02 junio, 2017

La trascendencia de la metamorfosis

Conocí la obra de Jan Morris hace ya bastantes años cuando, preparando uno de mis viajes a Venezia, leí su maravilloso libro sobre la ciudad. En enero pasado no quise regresar allí sin releer sus descripciones repletas de sensibilidad: “El agua de alrededor es opaca y poco profunda, la atmósfera curiosamente traslúcida, los colores pálidos y se cierne una insinuación de melancolía. Está rodeada de reflejos ilusorios, como espejismos en el desierto y entre tanta alucinación, el agua reposa en una especie de trance”.

Los viajes despiertan el interés no sólo por los lugares, también por las personas que los habitan y hablaron de ellos. Morris siempre me pareció un personaje muy interesante, su vida casi el producto de una novelesca ficción. Releí artículos sobre ella. Jacinto Antón, ese periodista de El País que tanto me gusta, le dedicó varios de gran calidad. Así descubrí que el narrador de viajes había escrito un libro sobre su aventura más personal y apasionante: su cambio de sexo.



El EnigmaConudrum es el título en inglés de este libro publicado en 1974- arranca con el primer recuerdo de su vida, cuando a los tres o cuatro años, sentado bajo el piano donde su madre toca a Sibelius, se da cuenta de que había nacido en un cuerpo equivocado. Ahí se inicia su viaje a través del conflicto interior, la ambigüedad y el desconcierto, deteniéndose en varias etapas de su vida: el coro escolar de la Church Christi de la Catedral de Oxford, en el que ingresa a los nueve años y donde aprende el gusto por los ritos y la liturgia; sus primeras experiencias sexuales, víctima de conductas pederastas, en los exclusivos internados de la época postvictoriana o su ingreso  voluntario, al estallar la Segunda Guerra Mundial y con tan sólo 17 años, en el Noveno de Lanceros de la Reina, “un modelo ejemplar de caballería motorizada que combina con éxito la tradición y la técnica”

◆ **Listado proporcionado**:
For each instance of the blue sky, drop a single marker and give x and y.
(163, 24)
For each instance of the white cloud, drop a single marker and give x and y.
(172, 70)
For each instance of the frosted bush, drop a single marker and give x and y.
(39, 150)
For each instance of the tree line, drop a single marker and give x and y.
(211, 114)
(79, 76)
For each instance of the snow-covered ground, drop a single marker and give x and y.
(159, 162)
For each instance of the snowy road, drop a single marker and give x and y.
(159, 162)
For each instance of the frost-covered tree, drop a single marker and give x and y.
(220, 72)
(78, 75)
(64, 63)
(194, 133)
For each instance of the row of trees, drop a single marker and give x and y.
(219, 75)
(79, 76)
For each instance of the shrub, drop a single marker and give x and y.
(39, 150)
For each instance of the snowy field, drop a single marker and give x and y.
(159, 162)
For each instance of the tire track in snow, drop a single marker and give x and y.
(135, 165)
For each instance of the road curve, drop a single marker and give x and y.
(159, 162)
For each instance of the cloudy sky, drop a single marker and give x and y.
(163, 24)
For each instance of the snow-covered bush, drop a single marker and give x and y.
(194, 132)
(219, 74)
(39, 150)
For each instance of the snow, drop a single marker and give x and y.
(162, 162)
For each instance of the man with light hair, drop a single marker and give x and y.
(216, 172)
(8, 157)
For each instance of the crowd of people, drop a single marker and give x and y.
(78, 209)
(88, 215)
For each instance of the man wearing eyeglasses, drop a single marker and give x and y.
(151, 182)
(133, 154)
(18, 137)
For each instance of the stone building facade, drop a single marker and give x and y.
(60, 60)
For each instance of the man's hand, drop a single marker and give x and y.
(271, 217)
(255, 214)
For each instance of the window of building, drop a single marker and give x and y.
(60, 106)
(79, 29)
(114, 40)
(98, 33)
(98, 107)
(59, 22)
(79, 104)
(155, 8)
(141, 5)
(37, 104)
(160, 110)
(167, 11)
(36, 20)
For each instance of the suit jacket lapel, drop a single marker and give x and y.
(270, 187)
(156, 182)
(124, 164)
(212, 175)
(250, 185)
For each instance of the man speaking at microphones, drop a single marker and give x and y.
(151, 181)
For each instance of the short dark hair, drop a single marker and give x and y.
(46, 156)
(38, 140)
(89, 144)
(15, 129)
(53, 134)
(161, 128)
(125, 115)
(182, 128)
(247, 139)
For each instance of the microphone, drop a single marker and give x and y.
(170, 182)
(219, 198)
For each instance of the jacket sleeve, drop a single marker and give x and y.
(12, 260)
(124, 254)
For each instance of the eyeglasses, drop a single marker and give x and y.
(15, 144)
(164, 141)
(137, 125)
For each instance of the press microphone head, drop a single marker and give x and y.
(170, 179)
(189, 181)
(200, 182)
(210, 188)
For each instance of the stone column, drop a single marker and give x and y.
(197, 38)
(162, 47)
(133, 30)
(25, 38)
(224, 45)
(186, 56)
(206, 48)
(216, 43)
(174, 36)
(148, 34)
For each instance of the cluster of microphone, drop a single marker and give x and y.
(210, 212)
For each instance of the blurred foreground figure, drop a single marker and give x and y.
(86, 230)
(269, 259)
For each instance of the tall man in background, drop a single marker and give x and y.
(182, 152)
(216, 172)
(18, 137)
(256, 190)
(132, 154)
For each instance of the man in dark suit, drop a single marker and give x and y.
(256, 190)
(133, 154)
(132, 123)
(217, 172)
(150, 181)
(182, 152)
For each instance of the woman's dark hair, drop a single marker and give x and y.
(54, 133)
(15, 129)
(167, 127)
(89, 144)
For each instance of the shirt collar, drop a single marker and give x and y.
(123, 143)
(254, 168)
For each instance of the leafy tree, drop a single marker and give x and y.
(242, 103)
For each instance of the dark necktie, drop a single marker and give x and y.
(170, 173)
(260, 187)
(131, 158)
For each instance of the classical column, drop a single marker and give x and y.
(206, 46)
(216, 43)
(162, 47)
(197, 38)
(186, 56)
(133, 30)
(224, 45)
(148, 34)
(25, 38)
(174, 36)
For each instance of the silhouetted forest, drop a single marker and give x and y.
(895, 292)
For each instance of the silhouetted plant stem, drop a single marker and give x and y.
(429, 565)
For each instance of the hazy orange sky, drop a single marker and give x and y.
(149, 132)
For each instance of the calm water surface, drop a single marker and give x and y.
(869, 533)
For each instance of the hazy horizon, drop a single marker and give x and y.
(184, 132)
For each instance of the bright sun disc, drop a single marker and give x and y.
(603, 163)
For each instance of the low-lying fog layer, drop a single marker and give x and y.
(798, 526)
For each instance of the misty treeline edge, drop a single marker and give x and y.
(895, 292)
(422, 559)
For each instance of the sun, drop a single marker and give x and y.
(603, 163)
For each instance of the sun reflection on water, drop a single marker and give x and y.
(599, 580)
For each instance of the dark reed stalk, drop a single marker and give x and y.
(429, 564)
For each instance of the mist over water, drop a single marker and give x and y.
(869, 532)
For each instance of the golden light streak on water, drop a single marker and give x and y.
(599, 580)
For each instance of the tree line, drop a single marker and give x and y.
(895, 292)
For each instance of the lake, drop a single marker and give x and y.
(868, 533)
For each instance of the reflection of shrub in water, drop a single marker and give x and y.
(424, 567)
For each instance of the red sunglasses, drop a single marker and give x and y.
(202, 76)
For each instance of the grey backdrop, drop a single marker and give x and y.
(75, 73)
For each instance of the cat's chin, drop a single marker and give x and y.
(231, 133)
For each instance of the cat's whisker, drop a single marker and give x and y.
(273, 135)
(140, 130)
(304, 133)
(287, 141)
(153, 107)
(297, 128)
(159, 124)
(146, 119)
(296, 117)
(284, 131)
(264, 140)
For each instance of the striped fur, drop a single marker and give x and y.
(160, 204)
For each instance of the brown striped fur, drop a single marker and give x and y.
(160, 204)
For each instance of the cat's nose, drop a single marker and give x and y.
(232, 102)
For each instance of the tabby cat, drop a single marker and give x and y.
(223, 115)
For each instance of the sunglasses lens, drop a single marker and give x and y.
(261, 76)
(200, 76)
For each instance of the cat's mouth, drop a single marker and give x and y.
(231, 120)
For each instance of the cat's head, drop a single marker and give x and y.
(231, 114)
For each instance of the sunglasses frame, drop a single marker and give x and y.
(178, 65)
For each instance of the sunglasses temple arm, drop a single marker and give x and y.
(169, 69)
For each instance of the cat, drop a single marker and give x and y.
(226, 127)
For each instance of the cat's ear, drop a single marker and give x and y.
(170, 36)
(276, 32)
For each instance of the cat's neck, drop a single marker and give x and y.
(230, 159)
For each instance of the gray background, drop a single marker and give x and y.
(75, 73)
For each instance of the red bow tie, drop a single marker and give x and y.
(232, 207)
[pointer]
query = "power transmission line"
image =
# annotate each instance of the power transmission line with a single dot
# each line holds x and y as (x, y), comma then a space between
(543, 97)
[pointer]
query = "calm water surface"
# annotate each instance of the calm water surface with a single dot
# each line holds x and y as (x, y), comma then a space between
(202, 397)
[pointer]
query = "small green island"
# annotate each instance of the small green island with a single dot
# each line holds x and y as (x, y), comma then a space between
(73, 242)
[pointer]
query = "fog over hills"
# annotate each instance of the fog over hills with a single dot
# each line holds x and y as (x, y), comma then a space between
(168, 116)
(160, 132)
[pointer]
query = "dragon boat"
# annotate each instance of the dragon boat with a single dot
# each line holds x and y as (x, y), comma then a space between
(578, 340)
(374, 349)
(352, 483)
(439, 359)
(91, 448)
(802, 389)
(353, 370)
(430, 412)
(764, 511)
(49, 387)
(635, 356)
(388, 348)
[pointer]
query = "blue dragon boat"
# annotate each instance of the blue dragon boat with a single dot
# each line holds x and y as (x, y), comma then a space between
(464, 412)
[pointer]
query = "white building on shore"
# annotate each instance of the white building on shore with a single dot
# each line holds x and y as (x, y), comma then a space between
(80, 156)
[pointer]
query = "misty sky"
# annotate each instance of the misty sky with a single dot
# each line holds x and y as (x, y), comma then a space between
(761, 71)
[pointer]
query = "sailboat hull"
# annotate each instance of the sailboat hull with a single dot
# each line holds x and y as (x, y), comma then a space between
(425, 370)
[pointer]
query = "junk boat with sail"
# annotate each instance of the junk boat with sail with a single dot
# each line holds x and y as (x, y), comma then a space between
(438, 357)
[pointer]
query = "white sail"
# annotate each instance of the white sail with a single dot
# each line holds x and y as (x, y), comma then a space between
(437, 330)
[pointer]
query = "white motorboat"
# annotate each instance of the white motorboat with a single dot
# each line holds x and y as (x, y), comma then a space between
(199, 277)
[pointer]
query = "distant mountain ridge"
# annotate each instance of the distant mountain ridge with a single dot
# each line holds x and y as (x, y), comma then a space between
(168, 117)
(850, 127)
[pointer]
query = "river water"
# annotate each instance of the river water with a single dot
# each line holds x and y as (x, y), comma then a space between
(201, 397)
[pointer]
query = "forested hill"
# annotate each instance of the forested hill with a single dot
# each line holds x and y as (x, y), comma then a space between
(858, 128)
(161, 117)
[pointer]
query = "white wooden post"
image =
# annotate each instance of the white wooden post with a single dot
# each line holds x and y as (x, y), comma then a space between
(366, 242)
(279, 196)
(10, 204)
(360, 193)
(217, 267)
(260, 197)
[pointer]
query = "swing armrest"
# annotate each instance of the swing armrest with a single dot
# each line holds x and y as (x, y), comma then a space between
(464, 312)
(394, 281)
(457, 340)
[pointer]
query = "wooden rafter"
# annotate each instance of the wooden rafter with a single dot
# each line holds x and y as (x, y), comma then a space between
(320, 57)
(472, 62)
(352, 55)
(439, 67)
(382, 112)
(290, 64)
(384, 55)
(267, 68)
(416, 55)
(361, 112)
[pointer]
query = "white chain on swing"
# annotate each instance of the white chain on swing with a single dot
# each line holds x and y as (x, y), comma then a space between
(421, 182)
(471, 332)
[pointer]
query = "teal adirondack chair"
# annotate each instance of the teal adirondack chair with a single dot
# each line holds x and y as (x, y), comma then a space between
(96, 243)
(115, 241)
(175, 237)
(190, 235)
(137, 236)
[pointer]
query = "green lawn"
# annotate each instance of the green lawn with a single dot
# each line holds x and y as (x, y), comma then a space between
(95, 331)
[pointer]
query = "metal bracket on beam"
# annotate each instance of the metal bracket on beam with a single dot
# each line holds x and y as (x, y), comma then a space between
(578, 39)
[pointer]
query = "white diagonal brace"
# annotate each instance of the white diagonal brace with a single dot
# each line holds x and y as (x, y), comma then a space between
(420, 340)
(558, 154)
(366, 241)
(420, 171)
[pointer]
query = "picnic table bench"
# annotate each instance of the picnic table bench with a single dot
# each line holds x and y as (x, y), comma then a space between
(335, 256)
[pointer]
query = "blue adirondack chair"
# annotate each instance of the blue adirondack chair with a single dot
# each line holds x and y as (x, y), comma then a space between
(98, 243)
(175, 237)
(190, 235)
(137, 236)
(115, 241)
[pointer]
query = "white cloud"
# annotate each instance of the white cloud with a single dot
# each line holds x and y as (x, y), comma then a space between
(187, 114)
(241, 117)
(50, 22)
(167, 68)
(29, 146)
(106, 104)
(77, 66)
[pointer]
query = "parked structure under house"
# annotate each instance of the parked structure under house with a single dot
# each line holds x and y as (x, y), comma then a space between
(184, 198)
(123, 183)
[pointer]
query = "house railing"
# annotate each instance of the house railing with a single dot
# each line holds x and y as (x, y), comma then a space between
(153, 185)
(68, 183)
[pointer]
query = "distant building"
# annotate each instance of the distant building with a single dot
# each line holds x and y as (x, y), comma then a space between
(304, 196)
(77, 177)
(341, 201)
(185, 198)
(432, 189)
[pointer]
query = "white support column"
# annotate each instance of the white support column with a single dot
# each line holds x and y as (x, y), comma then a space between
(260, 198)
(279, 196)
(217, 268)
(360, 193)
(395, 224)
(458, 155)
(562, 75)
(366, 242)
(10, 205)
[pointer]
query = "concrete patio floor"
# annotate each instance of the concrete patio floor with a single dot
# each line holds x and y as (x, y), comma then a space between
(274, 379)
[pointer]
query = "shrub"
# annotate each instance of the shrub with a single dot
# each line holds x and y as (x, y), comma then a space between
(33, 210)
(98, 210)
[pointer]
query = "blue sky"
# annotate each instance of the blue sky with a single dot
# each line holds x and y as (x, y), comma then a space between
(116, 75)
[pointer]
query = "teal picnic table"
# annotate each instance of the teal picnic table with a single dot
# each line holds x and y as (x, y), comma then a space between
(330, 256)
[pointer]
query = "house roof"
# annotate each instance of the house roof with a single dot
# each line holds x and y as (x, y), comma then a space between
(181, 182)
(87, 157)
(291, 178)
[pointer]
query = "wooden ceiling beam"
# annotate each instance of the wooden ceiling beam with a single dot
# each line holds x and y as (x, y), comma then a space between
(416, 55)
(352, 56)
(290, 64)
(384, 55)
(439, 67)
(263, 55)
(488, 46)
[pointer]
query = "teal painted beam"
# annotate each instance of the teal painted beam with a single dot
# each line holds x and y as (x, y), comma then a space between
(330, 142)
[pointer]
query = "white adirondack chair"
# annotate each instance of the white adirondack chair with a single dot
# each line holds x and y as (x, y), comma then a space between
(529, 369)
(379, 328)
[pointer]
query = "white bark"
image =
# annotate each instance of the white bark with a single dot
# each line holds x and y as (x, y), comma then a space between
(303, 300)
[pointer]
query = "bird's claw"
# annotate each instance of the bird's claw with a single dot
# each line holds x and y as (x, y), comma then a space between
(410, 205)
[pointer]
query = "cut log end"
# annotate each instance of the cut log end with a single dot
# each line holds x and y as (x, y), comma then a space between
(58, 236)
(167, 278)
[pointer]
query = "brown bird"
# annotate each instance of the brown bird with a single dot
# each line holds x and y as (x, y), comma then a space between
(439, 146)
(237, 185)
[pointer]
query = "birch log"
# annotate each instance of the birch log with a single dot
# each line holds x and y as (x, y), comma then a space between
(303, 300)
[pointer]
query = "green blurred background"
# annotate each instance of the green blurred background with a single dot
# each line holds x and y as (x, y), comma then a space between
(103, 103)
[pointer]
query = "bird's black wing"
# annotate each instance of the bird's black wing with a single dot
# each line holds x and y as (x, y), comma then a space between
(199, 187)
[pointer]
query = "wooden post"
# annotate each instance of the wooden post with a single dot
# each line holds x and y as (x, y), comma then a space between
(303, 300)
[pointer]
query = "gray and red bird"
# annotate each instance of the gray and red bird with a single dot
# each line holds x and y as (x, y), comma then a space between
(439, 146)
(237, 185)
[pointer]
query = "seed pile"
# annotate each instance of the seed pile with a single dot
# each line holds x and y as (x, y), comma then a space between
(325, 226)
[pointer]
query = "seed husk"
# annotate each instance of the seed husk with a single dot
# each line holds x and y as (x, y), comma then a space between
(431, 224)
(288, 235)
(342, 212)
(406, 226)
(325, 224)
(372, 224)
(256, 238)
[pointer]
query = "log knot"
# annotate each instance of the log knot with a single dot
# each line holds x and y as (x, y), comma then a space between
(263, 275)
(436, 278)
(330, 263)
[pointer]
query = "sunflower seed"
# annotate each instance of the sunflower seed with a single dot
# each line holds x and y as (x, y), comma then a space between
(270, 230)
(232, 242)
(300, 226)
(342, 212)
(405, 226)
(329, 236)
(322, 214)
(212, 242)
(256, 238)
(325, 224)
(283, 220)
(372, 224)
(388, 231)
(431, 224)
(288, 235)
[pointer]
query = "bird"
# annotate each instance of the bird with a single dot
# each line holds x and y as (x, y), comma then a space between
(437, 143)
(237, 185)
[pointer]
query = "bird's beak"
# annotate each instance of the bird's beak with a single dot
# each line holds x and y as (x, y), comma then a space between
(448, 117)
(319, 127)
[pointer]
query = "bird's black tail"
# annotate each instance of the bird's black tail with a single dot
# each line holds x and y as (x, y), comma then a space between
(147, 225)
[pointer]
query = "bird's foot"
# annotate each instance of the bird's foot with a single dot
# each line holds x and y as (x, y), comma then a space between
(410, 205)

◆ **Qué se pide**:
• a. Devuelve, tal cual aparece en el texto sobre Jan Morris, todo lo que va desde "Los viajes despiertan" hasta "cambio de sexo.".
• b. Según el texto sobre Jan Morris, ¿con qué edad ingresó Morris en el Noveno de Lanceros de la Reina?
Nada de lo que se pide requiere consultar el listado.

◆ **Respuestas por tarea**:
• a.
Los viajes despiertan el interés no sólo por los lugares, también por las personas que los habitan y hablaron de ellos. Morris siempre me pareció un personaje muy interesante, su vida casi el producto de una novelesca ficción. Releí artículos sobre ella. Jacinto Antón, ese periodista de El País que tanto me gusta, le dedicó varios de gran calidad. Así descubrí que el narrador de viajes había escrito un libro sobre su aventura más personal y apasionante: su cambio de sexo.

• b. Con tan sólo 17 años.